** start Quoted text **
But this bold American adventurer, who was only 20, had just spent two years traveling and living with the peoples of one of the most remote and least-known Western regions of the continent. Exactly what Philip Nolan did and where he went in 1791 and 1792 is difficult to fix. We do know that he was a native of Natchez, on the east bank of the Mississippi, and that he had secured a passport and trading license from Esteban Rodríguez Miró, the Spanish governor of Louisiana and Florida. Otherwise, his adventure exists only in barest outline. He followed in the footsteps of French traders from Louisiana, and like them he seems to have made his way to the Wichita villages on the Red River (see map, P. 34) gateway trading villages like those of the Mandan/Hidatsas on the Missouri. Then Nolan traveled farther west with various groups of Comanches, the “Lords of the Southern Plains” who had controlled access to the region for half a century. Indeed, it is likely the Comanches initiated Philip Nolan’s adventure with an invitation to American traders to visit them in the distant interior.

If we accept the sketchy references to this adventure, Nolan favorably impressed the Comanches—a people with a highly developed regard for the masculine virtues—with American wilderness skills. Judging from a description that eventually made its way to Jefferson, the Comanches in turn showed Nolan a country few Euro-Americans had seen and that geographers would misunderstand for another century. Deep in the Plains they traveled, along the two great headwater streams of the Red River, one of which flowed through the unknown Wichita Mountains. The other one traversed an unimaginable landform, an immense plateau known in Spanish as the Llano Estacado (“Staked Plain”), which took the Indians three days to cross. Below the western cliffs of that grand plateau, Nolan swam in artesian pools and was shown carved depictions on a rock face of what appeared to be a giant horned serpent. Farther west he saw a river flowing southward down the plains and, far beyond it, the dim blue uplift of “the Mexican Mountains,” at the foot of which sat Santa Fe.

The early 1790s seldom springs to mind when we consider important periods in the history of the American West. But for the southern stretches of the West, Nolan’s barely known foray would prove significant indeed. What had drawn Philip Nolan west in the first place was a dream of wealth—not from gold or precious metals, or even from the fur-bearing animals luring traders to the streams of northern Louisiana Territory and Canada. Horses are what interested him, feral horses that over the previous century had spread across the Southwest and had now, alongside bison and prairie dogs and pronghorns, become an integral part of the ecology of the southern high Plains. The French/Spanish traders in Louisiana had shown Nolan how to build corrals and catch these mestenos (“wild ones,” mustangs), and Nolan was becoming good at it. But after two years with the Comanches, he had come to understand that just as traders in the north could barter with the Indians for processed furs, American traders didn’t have to build pens and corral the wild herds. They could buy horses, and the mules that did so well on the humid southern frontier, directly from the Comanches, who had so many animals that, as their headmen put it, they were “to us like grass.”
** end Quoted text **
- Given request A -
According to the passage about Philip Nolan, from whom did he secure a passport and trading license?
- Given request B -
Carry on the passage about Philip Nolan and the Comanche horse trade, beginning after its final sentence.
The records that follow stand apart from the passage about Philip Nolan and are separate material.
** start Listed records **
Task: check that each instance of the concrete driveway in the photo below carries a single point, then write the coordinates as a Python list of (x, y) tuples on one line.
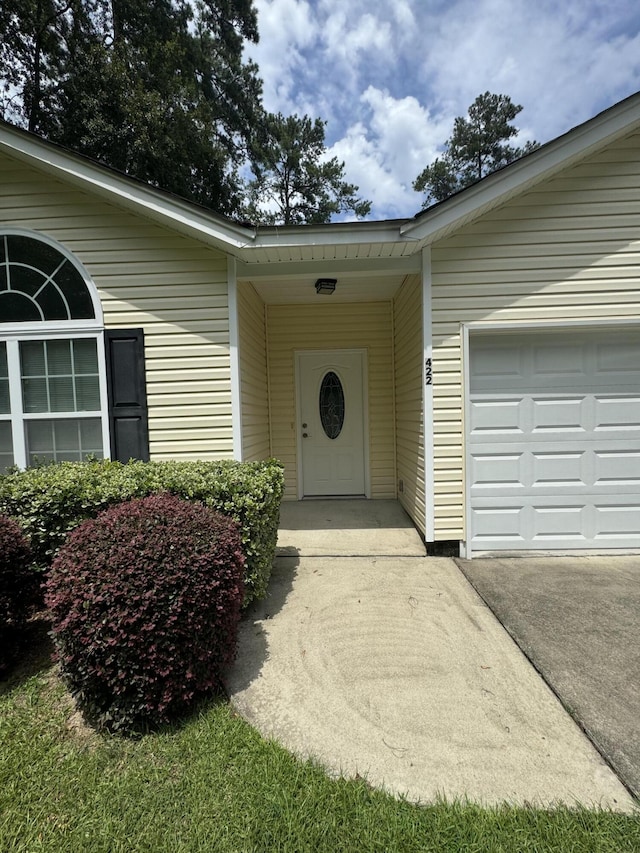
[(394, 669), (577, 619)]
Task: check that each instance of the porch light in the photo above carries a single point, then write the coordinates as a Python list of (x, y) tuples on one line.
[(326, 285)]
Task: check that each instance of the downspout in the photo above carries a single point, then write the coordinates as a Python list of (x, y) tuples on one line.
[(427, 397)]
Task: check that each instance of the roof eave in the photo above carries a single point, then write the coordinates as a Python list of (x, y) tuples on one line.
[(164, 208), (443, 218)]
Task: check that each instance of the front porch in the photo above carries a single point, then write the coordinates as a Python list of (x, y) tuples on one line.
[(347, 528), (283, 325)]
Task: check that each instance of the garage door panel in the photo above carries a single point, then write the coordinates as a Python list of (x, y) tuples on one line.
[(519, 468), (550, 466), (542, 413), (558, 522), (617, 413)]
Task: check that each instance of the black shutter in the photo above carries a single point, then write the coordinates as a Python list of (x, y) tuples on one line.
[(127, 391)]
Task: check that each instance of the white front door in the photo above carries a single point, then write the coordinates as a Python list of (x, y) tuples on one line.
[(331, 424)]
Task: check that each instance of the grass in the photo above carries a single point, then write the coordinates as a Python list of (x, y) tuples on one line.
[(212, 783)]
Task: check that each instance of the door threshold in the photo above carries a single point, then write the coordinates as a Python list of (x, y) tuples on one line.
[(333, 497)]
** end Listed records **
- Written answer A -
He secured them from Esteban Rodríguez Miró, the Spanish governor of Louisiana and Florida.

- Written answer B -
That information, along with the skills he’d developed running and corralling wild horses, was all Nolan needed. He would mount a second expedition into the country he called the “Great Plains” in 1794–95 and a third one in 1795–96. When he returned from his third trip, Nolan took 250 mustangs all the way to Frankfort, Ky., where his striking Western animals brought as much as $150 apiece. In 1797 Nolan, now underwritten by sponsors, and his multicultural party of Americans, French/Spanish Louisianians, free blacks and Indians (“12 good rifles and…but one coward,” he wrote) set out on a fourth expedition with $7,000 in trade goods. And this time when he returned in 1798, they were driving a herd variously estimated at between 1,000 and 2,500 horses. Although he found “the savage life…less pleasing in practice than speculation” (he could not “Indianfy my heart,” as he put it), Philip Nolan was on his way to becoming a legend. He had begun something destined to outlive him by decades.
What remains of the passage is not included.